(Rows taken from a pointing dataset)
┌────────

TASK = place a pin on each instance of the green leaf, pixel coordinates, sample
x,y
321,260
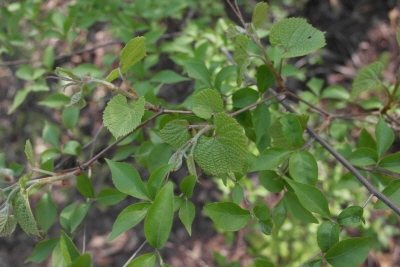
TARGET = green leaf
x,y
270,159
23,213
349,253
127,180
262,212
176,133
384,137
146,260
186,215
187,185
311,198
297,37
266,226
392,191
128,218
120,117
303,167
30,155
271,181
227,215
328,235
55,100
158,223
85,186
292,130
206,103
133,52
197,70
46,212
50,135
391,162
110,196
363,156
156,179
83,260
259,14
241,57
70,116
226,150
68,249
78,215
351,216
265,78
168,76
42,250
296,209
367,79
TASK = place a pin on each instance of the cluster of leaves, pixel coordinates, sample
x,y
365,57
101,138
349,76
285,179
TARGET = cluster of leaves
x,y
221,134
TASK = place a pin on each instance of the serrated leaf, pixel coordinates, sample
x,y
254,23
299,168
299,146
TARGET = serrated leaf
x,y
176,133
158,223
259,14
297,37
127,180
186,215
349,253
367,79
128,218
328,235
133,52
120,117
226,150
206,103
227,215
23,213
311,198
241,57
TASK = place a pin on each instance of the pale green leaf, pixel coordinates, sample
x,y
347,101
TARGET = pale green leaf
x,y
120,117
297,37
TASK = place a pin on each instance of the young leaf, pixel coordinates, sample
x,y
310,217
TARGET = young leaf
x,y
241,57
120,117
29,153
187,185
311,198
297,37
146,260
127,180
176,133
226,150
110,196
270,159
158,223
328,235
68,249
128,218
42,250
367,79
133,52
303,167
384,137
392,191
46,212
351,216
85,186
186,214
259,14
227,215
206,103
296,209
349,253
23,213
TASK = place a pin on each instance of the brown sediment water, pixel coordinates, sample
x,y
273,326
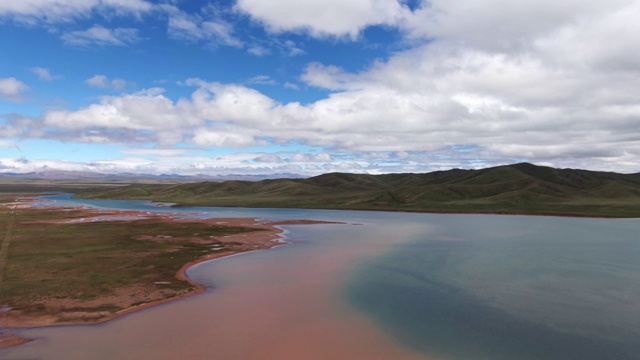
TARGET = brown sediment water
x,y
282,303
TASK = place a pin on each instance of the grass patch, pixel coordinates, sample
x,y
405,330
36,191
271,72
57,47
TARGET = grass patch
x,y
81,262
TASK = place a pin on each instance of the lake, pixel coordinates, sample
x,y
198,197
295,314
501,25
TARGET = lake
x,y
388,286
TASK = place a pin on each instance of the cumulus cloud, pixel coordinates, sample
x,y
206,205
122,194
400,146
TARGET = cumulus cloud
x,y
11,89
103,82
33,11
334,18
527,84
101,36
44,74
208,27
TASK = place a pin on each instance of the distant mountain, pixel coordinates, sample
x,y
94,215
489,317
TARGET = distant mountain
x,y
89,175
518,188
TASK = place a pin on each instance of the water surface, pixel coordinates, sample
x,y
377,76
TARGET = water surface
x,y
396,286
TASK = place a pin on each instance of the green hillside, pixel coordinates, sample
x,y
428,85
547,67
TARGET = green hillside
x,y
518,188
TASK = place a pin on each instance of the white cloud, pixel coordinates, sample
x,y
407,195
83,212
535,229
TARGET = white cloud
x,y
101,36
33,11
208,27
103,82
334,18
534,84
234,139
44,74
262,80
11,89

└────────
┌────────

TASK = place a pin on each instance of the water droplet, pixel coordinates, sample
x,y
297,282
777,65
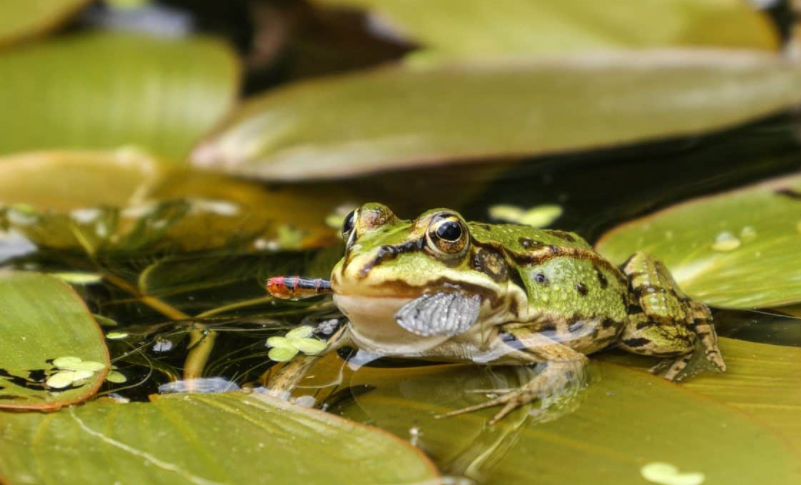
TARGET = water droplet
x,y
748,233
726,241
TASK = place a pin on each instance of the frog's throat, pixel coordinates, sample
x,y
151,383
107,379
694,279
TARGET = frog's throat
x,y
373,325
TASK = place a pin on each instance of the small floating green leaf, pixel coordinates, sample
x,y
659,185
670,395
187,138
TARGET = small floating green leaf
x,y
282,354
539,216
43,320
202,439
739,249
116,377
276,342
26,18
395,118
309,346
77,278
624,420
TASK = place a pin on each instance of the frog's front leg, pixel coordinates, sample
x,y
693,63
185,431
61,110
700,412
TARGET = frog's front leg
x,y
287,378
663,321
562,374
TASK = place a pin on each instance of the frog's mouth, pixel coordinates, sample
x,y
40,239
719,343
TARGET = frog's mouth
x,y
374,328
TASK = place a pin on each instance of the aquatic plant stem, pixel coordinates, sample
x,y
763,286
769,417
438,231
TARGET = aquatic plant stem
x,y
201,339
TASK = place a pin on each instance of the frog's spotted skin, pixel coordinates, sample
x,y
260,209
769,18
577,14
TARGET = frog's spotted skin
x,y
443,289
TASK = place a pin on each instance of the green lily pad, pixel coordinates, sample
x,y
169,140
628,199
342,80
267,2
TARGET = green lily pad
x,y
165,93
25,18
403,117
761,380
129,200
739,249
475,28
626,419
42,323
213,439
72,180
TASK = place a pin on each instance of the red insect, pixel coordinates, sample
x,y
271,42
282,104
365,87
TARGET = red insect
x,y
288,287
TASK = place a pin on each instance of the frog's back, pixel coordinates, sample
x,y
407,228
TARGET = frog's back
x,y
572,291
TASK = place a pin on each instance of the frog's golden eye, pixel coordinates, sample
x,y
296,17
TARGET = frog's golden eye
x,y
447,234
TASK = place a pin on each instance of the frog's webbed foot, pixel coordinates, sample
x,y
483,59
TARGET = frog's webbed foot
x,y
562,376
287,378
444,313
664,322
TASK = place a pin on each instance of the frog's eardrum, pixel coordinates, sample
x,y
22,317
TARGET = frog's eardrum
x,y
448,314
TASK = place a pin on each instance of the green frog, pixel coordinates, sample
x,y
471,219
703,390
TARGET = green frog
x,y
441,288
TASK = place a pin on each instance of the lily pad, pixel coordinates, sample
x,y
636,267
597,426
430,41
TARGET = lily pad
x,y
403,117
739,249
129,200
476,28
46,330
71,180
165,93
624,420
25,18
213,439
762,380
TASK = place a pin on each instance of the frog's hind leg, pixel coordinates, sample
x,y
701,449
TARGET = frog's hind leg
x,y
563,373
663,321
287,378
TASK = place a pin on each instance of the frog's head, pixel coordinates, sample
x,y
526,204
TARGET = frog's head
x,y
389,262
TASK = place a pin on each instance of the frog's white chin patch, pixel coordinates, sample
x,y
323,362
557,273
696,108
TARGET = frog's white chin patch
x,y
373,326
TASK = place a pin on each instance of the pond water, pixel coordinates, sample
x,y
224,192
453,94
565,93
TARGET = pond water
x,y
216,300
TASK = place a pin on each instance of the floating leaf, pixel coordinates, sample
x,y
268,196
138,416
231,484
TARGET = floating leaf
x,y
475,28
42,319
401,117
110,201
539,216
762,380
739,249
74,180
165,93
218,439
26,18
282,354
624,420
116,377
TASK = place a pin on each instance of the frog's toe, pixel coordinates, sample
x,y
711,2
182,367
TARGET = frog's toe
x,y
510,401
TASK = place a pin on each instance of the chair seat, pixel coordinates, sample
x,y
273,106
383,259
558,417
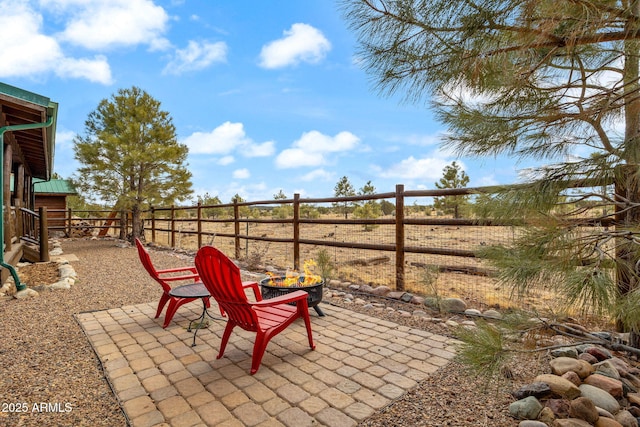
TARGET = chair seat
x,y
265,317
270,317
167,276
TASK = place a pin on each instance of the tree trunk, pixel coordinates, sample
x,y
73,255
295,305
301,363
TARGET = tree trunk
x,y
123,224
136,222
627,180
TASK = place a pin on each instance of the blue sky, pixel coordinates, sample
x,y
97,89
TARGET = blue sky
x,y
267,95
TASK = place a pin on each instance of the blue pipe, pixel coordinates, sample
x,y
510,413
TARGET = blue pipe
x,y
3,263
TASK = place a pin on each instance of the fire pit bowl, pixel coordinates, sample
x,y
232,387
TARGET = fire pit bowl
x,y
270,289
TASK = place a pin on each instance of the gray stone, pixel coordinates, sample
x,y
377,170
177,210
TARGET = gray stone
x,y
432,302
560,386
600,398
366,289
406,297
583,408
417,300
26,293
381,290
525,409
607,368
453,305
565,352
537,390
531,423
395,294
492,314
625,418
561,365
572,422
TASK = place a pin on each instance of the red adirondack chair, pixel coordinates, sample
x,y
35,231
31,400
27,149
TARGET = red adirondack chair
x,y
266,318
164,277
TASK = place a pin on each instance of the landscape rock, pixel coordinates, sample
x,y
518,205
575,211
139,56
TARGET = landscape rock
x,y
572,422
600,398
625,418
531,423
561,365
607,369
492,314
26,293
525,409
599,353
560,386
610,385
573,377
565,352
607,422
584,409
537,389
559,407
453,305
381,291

└────────
┌────────

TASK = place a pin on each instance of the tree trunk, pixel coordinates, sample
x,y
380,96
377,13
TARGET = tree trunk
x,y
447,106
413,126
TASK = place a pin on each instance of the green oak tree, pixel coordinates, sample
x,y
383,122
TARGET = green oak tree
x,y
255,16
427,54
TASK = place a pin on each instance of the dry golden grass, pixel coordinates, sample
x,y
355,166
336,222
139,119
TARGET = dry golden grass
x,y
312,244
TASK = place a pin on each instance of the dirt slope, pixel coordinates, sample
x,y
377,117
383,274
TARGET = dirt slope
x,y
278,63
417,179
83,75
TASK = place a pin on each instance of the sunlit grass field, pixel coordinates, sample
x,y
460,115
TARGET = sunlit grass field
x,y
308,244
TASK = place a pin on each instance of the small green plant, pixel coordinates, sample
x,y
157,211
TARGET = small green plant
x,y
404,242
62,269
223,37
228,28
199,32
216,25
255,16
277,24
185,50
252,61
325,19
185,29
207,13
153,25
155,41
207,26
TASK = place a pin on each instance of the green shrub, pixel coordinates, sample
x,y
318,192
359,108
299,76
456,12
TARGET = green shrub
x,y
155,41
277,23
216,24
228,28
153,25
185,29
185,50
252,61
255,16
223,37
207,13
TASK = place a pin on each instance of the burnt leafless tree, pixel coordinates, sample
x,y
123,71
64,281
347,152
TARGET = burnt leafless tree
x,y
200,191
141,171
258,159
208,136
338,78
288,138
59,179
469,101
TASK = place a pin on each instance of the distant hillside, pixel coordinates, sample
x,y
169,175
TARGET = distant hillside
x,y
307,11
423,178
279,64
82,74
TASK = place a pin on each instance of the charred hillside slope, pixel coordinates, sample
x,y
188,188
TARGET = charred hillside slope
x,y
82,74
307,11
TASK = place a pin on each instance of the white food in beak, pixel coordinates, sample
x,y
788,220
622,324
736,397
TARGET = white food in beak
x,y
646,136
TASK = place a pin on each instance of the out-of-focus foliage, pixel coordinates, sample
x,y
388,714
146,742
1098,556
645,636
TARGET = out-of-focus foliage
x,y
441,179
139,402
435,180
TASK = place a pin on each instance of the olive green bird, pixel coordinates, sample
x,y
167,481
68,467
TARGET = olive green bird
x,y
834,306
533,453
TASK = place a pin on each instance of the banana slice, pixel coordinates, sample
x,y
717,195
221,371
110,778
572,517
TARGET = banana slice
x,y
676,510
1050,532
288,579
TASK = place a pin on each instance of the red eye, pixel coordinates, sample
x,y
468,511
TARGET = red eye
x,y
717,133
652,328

└────────

> _THE TASK_: From the data above, select every line that contains the string "foot". Letter case must match.

> _SOLUTION FOR THIS TASK_:
TASK = place a pin on each instance of the frog's webbed foot, pixel coordinates, sample
TARGET = frog's webbed foot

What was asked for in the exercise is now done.